## Selected excerpt
────────────────────────────────────────
As soon as my daughter entered the "me do it MYSELF!" stage as a toddler, I knew I was in trouble. The apple didn't fall far from the tree, you see, as I have nearly an entire lifetime of insisting I can do it myself, thankyouverymuch, behind me. And independence is a funny thing; it's a strength, but it can also be a weakness. Just as my firstborn sometimes brought me to my knees with her toddler stubbornness, I began to look back on my life and consider the ways in which my own stubborn independent streak did and didn't work for me.

 

When I was gearing up for college graduation, I'd already decided to stay in my college town and work for a year while applying to grad schools. My parents—ever concerned for my safety and comfort—offered to continue "helping out" while I took this hiatus. But I was going to be a college graduate. An adult! I should be able to take care of myself. I thanked them for their concern but assured them I would be fine. I would leave my small but cozy campus apartment (where my folks had generously paid the rent) and find myself a suitable place to live, within my new budget.
────────────────────────────────────────
## Supplied entries

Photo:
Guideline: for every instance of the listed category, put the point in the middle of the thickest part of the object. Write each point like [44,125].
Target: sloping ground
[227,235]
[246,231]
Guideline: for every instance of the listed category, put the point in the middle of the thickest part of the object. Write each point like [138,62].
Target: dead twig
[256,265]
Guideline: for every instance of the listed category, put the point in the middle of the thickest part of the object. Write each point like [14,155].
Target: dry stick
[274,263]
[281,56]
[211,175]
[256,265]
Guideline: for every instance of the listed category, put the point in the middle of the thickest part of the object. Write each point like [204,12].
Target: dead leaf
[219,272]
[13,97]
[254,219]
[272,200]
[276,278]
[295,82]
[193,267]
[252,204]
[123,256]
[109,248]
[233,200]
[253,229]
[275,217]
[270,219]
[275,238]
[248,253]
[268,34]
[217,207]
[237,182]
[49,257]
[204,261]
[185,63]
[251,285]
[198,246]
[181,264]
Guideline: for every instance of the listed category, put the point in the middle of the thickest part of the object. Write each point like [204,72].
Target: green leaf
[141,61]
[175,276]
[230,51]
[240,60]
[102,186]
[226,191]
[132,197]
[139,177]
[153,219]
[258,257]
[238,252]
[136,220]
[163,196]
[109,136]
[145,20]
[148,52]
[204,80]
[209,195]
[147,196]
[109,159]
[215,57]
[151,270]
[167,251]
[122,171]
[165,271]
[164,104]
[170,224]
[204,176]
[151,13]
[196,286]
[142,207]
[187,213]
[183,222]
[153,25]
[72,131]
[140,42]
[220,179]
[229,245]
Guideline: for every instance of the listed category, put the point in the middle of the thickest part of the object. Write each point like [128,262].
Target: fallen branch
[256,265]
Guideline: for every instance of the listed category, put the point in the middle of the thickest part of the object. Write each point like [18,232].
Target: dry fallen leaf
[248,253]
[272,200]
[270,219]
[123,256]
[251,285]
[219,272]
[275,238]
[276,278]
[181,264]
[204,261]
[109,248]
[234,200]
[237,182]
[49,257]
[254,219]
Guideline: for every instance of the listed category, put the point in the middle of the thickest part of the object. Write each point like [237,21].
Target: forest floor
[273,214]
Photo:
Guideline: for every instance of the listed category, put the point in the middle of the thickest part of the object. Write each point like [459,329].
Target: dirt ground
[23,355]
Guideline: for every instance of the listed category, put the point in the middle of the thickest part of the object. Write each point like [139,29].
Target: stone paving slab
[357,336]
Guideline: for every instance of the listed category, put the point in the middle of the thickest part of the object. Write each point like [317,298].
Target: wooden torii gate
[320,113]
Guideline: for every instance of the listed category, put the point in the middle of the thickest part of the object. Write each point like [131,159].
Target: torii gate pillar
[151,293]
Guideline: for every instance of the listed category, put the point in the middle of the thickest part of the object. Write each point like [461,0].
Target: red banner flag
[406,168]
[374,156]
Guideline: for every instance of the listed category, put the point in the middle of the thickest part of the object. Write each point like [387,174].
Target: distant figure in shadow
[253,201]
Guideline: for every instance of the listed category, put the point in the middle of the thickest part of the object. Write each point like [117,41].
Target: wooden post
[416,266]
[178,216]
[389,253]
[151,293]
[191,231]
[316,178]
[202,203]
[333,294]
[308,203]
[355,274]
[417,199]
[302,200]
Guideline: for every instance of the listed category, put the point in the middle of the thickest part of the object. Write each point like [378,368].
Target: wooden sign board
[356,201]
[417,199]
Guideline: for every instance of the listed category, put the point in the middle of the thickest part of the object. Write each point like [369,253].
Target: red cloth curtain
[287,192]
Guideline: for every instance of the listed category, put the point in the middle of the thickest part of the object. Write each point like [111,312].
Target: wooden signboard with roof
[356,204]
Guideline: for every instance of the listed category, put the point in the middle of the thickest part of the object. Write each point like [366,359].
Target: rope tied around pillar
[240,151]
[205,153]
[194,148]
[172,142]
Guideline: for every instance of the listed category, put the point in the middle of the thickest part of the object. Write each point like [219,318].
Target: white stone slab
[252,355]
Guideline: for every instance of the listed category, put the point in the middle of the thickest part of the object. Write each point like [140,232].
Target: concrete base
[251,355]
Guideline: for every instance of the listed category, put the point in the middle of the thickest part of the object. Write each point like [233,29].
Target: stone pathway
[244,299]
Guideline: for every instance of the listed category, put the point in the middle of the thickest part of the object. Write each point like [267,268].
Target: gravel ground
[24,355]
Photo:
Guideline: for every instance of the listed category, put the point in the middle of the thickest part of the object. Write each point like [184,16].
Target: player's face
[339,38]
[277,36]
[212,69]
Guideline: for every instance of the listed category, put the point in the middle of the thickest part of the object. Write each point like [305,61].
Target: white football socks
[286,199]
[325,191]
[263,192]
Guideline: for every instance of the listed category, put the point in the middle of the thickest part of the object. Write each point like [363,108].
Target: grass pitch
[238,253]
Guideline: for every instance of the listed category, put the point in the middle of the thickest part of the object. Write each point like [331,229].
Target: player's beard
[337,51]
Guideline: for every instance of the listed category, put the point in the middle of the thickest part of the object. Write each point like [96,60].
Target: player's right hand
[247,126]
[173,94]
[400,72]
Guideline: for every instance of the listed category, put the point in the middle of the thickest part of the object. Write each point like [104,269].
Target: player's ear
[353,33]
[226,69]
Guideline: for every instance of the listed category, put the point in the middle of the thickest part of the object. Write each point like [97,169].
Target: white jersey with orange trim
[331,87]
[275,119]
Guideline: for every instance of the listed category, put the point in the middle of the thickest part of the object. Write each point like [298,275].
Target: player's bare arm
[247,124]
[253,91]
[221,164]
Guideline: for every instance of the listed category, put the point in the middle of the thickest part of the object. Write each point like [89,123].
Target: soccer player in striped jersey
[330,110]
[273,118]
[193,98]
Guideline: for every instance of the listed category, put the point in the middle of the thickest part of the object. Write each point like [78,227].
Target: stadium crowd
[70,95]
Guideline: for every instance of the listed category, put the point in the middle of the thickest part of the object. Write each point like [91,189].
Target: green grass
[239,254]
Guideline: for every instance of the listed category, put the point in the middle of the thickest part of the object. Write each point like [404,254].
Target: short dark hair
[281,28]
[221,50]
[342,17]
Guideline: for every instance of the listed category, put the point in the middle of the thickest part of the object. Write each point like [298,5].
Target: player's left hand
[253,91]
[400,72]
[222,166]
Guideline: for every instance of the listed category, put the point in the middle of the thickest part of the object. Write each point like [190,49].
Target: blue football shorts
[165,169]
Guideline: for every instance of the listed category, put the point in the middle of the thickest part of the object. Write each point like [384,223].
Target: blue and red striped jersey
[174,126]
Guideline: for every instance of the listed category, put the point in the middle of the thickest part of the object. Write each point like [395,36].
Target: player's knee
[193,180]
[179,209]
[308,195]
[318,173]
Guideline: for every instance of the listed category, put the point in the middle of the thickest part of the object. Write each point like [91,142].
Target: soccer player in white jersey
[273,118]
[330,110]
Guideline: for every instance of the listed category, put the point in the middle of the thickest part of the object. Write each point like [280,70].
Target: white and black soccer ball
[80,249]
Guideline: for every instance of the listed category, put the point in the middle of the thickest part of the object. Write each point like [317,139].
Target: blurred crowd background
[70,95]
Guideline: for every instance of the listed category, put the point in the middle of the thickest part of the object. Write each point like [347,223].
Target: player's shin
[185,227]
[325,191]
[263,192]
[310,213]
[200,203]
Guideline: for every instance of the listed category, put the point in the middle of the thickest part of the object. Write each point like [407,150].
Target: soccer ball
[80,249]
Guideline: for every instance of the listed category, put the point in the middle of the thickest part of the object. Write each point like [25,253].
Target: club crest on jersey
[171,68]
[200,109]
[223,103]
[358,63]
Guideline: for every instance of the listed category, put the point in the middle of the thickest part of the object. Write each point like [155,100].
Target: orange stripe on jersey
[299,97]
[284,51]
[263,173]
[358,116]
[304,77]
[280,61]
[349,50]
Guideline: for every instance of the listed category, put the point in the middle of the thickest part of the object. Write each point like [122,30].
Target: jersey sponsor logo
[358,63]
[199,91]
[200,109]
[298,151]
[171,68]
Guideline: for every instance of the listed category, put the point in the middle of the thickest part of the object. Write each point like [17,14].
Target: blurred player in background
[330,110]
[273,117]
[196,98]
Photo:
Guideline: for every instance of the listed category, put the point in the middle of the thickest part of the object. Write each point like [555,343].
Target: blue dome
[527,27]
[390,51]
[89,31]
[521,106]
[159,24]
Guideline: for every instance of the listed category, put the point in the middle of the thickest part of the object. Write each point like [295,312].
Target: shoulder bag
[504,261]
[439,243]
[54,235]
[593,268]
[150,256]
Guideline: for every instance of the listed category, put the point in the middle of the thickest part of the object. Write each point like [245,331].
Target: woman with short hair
────────────────────────────────────────
## Exercise task 1
In the essay on independence, why does the writer turn down the parents' offer to keep helping out after graduation?
## Exercise task 2
Go on with the essay on independence from its last sentence.

## Exercise response 1
The writer was about to become a college graduate and felt that, as an adult, they should be able to take care of themselves without that help.

## Exercise response 2
 

As luck would have it, I had friends renting a house who needed another roommate for the summer. Perfect! I took a room with them for a few months, while visiting apartments I could consider for the fall. I found the most adorable little place not too far from where I was working, and rent was even cheaper than house-sharing. I commended myself on the great find, and assured my parents I'd already found my groove.

 

Well. My adorable little place was a studio apartment upstairs in a renovated house, in a questionable part of town. The "super nice" landlord turned out to be something of a slumlord; the other upstairs apartment and the downstairs space were both rented by immigrant families who didn't speak any English, and (as I came to learn) consequently, they never complained about anything. The renovation of this house had to have been done illegally, as my apartment—tiny though it was—had a single propane heater located in one corner, which meant that that corner was sometimes warm enough, but the temperature in the rest of the apartment dipped down sometimes as low as the 40s through most of the winter. The windows were so poorly sealed that I could watch the curtains blow even when the panes were shut and locked. And (you knew this one was coming, right?)… I had roaches.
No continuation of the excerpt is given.